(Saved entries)
+ + +

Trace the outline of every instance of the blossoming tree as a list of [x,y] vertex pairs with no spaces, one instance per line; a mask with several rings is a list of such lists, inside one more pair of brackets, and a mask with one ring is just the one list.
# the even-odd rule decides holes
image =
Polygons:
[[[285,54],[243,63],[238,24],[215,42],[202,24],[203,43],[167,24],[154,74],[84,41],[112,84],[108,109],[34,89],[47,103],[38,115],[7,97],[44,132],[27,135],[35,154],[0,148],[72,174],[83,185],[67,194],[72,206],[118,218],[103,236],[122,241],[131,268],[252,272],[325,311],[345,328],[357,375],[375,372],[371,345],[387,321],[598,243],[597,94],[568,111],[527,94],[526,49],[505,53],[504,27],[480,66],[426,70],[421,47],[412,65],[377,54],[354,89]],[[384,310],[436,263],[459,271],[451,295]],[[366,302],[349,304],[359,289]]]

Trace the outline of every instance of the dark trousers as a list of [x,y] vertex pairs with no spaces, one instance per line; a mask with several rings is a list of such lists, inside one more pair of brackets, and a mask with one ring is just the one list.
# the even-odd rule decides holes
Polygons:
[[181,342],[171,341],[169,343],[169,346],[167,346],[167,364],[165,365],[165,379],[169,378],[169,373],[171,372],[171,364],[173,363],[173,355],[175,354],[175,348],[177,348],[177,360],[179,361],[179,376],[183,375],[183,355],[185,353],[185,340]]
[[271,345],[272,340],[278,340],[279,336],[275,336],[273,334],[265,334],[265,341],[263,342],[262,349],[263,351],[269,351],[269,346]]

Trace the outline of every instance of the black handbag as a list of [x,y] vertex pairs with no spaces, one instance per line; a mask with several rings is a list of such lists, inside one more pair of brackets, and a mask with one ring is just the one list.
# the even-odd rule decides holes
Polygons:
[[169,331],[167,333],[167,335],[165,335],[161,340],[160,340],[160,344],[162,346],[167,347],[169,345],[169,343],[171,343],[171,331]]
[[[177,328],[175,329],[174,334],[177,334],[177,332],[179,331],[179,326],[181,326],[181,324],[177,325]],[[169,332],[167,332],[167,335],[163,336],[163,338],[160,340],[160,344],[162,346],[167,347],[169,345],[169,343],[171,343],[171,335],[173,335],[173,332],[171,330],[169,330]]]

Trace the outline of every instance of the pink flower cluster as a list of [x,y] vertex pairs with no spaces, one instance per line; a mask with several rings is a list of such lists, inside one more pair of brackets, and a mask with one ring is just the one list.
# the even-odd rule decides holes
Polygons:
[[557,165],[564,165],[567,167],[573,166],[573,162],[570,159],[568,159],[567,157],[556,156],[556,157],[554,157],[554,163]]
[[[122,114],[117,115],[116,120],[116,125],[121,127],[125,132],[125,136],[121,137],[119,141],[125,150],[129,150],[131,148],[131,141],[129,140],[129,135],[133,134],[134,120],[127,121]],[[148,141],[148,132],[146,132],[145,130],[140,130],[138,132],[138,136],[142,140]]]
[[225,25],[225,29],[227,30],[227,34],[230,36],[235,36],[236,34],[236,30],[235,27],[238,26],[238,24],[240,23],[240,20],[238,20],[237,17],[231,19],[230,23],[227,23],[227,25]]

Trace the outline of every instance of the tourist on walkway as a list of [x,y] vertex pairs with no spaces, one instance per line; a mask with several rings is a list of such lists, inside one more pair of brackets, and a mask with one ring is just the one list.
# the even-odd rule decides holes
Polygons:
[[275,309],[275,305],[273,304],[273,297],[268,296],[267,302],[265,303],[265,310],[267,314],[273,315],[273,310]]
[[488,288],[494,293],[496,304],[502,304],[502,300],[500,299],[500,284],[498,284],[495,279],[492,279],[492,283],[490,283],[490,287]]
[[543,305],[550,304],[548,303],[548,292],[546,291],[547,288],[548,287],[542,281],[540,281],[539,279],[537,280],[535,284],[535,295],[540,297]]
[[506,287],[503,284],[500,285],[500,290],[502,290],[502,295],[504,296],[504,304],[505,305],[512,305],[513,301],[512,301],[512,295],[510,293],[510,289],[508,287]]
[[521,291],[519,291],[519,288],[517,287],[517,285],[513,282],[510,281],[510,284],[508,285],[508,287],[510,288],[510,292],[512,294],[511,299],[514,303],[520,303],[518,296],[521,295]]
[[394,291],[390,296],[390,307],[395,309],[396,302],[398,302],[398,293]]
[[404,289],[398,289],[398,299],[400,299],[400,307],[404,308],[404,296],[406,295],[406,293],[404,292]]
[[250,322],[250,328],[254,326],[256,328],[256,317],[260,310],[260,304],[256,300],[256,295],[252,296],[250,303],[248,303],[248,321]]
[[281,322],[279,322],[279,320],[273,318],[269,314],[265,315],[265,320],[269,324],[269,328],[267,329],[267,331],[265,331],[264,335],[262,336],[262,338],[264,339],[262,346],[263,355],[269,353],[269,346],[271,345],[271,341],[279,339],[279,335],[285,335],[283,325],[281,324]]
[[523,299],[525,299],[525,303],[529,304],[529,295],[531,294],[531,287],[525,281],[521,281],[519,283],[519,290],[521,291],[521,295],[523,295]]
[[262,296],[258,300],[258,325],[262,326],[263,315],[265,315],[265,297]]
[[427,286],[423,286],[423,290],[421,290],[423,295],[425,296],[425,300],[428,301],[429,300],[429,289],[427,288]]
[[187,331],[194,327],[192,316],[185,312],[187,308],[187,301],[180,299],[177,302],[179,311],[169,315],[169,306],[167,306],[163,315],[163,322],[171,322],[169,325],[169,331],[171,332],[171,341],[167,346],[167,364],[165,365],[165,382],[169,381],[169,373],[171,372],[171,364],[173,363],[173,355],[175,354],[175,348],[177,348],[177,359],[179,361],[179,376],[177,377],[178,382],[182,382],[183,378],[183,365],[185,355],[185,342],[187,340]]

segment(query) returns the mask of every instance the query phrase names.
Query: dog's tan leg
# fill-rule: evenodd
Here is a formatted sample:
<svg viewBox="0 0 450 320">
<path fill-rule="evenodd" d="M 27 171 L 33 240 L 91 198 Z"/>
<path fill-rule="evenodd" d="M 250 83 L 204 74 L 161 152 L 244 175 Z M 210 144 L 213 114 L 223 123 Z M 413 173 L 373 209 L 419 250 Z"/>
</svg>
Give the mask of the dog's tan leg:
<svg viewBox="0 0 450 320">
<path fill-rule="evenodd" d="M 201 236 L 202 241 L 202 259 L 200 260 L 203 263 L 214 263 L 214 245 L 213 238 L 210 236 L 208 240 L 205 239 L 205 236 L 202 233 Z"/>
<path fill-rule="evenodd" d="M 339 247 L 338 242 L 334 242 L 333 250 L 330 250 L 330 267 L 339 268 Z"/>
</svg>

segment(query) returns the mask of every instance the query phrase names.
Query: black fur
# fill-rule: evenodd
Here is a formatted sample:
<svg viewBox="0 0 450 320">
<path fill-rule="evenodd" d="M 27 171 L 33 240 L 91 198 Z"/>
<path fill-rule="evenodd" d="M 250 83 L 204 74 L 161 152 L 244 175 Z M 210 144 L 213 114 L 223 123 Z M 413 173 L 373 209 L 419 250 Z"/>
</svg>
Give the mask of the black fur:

+ + +

What is needed ▸
Every line above is to be transcribed exactly, with nothing dropped.

Solution ▸
Trace the outline of every instance of the blossoming tree as a list of [x,y] vertex pairs with no spaces, one instance per line; a mask with several rings is a list of such lists, inside one more pair of brackets, and a mask with one ring is just the one list.
# the even-odd rule decides holes
image =
Polygons:
[[[285,54],[243,63],[238,24],[215,42],[202,24],[203,43],[167,24],[154,74],[84,41],[112,84],[108,109],[34,89],[47,103],[38,115],[7,97],[44,132],[27,135],[35,154],[0,148],[72,174],[83,185],[67,194],[72,206],[118,218],[103,236],[122,241],[131,268],[252,272],[325,311],[345,328],[357,375],[375,372],[371,345],[387,321],[598,243],[597,94],[568,111],[527,94],[526,49],[505,53],[504,27],[480,66],[426,70],[421,47],[412,65],[377,54],[354,89]],[[384,310],[436,263],[459,271],[451,295]],[[366,302],[349,304],[359,289]]]

Trace the outline of every instance of the dark trousers as a list of [x,y] vertex pairs with no spaces, one instance per line; a mask with several rings is a list of such lists, inside one more pair of brackets, and a mask with one ring is just the one list.
# the even-odd rule decides holes
Polygons:
[[181,342],[171,341],[169,343],[169,346],[167,346],[167,364],[165,365],[165,379],[169,378],[169,373],[171,372],[171,364],[173,363],[173,355],[175,354],[175,348],[177,348],[177,360],[179,361],[179,376],[183,375],[183,355],[185,353],[185,340]]
[[271,345],[272,340],[278,340],[279,336],[275,336],[273,334],[265,334],[265,341],[263,342],[262,349],[263,351],[269,351],[269,346]]

Trace the outline of every instance of the black handbag as a list of [x,y] vertex pairs with no spaces, one instance per line; a mask with several rings is a list of such lists, inside one more pair of brackets, and a mask with one ring is just the one list.
# the even-odd rule decides holes
Polygons:
[[169,331],[167,333],[167,335],[165,335],[161,340],[160,340],[160,344],[162,346],[167,347],[169,345],[169,343],[171,343],[171,331]]
[[[177,328],[175,329],[174,334],[177,334],[177,332],[179,331],[179,326],[181,326],[181,324],[177,325]],[[169,332],[167,332],[167,335],[163,336],[163,338],[160,340],[160,344],[162,346],[167,347],[169,345],[169,343],[171,343],[171,335],[173,335],[173,332],[171,330],[169,330]]]

Trace the outline of every instance of the pink flower cluster as a list of [x,y] vertex pairs with no spaces, one instance per line; a mask with several rings is a list of such lists, inside one more pair of brackets, and a mask with one ring is just the one list.
# the even-odd rule decides holes
Polygons:
[[557,165],[564,165],[567,167],[573,166],[573,162],[570,159],[568,159],[567,157],[556,156],[556,157],[554,157],[554,163]]
[[[122,114],[117,115],[116,120],[116,125],[121,127],[125,132],[125,136],[121,137],[119,141],[125,150],[129,150],[131,148],[131,141],[129,140],[129,135],[133,134],[134,120],[127,121]],[[148,141],[148,132],[146,132],[145,130],[140,130],[138,132],[138,136],[142,140]]]
[[225,25],[225,29],[227,30],[227,34],[230,36],[235,36],[236,34],[236,30],[235,27],[238,26],[238,24],[240,23],[240,20],[238,20],[237,17],[231,19],[230,23],[227,23],[227,25]]

Trace the outline of every instance of the tourist on walkway as a list of [x,y] vertex pairs with no spaces, one instance per line; a mask with several rings is a list of such lists, inside one more pair of brackets, and a mask with one ring is just the one list.
# the even-odd rule decides holes
Polygons:
[[275,309],[275,305],[273,304],[273,297],[268,296],[267,302],[265,303],[265,310],[267,314],[273,315],[273,310]]
[[488,288],[494,293],[496,304],[502,304],[502,300],[500,299],[500,284],[498,284],[495,279],[492,279],[492,283],[490,283],[490,287]]
[[543,305],[550,304],[548,303],[548,292],[546,291],[547,288],[548,287],[542,281],[540,281],[539,279],[537,280],[535,284],[535,295],[540,297]]
[[506,287],[503,284],[500,285],[500,290],[502,290],[502,295],[504,296],[504,304],[505,305],[512,305],[513,301],[512,301],[512,295],[510,293],[510,289],[508,287]]
[[521,291],[519,291],[519,288],[517,287],[517,285],[513,282],[510,281],[510,284],[508,285],[508,287],[510,288],[510,292],[512,294],[511,299],[514,303],[520,303],[518,296],[521,295]]
[[394,291],[390,296],[390,307],[395,309],[396,302],[398,302],[398,293]]
[[404,289],[398,289],[398,299],[400,299],[400,307],[404,308],[404,296],[406,295],[406,293],[404,292]]
[[250,322],[250,328],[254,326],[256,328],[256,317],[260,310],[260,304],[256,300],[256,295],[252,296],[250,303],[248,303],[248,321]]
[[281,322],[279,322],[279,320],[273,318],[269,314],[265,315],[265,320],[269,324],[269,328],[267,329],[267,331],[265,331],[264,335],[262,336],[262,338],[264,339],[262,346],[263,355],[269,353],[269,346],[271,345],[271,341],[279,339],[279,335],[285,335],[283,325],[281,324]]
[[523,299],[525,299],[525,303],[529,304],[529,295],[531,294],[531,287],[525,281],[521,281],[519,283],[519,290],[521,291],[521,295],[523,295]]
[[262,296],[258,300],[258,325],[262,326],[263,315],[265,315],[265,297]]
[[427,286],[423,286],[423,290],[421,290],[423,295],[425,296],[425,300],[428,301],[429,300],[429,289],[427,288]]
[[187,331],[194,327],[192,316],[185,312],[187,308],[187,301],[180,299],[177,302],[179,311],[169,315],[169,306],[167,306],[163,315],[163,322],[171,322],[169,325],[169,331],[171,332],[171,341],[167,346],[167,364],[165,365],[165,382],[169,381],[169,373],[171,372],[171,364],[173,363],[173,355],[175,354],[175,348],[177,348],[177,359],[179,361],[179,376],[177,377],[178,382],[182,382],[183,378],[183,365],[185,355],[185,342],[187,340]]

segment(query) returns the mask of every instance the query phrase names.
Query: dog's tan leg
# fill-rule: evenodd
Here is a formatted sample:
<svg viewBox="0 0 450 320">
<path fill-rule="evenodd" d="M 27 171 L 33 240 L 91 198 Z"/>
<path fill-rule="evenodd" d="M 250 83 L 204 74 L 161 152 L 244 175 Z M 210 144 L 213 114 L 223 123 Z M 413 173 L 373 209 L 419 250 Z"/>
</svg>
Give the mask of the dog's tan leg:
<svg viewBox="0 0 450 320">
<path fill-rule="evenodd" d="M 201 236 L 202 241 L 202 259 L 200 260 L 203 263 L 214 263 L 214 245 L 213 238 L 210 236 L 208 240 L 205 239 L 205 236 L 202 233 Z"/>
<path fill-rule="evenodd" d="M 339 247 L 338 242 L 334 242 L 333 250 L 330 250 L 330 267 L 339 268 Z"/>
</svg>

segment(query) returns the mask of every instance the query phrase names.
Query: black fur
# fill-rule: evenodd
Here is a formatted sample:
<svg viewBox="0 0 450 320">
<path fill-rule="evenodd" d="M 27 171 L 33 240 L 91 198 Z"/>
<path fill-rule="evenodd" d="M 250 83 L 204 74 L 161 152 L 244 175 Z M 210 144 L 213 114 L 223 123 Z M 413 173 L 373 209 L 419 250 Z"/>
</svg>
Give the mask of the black fur:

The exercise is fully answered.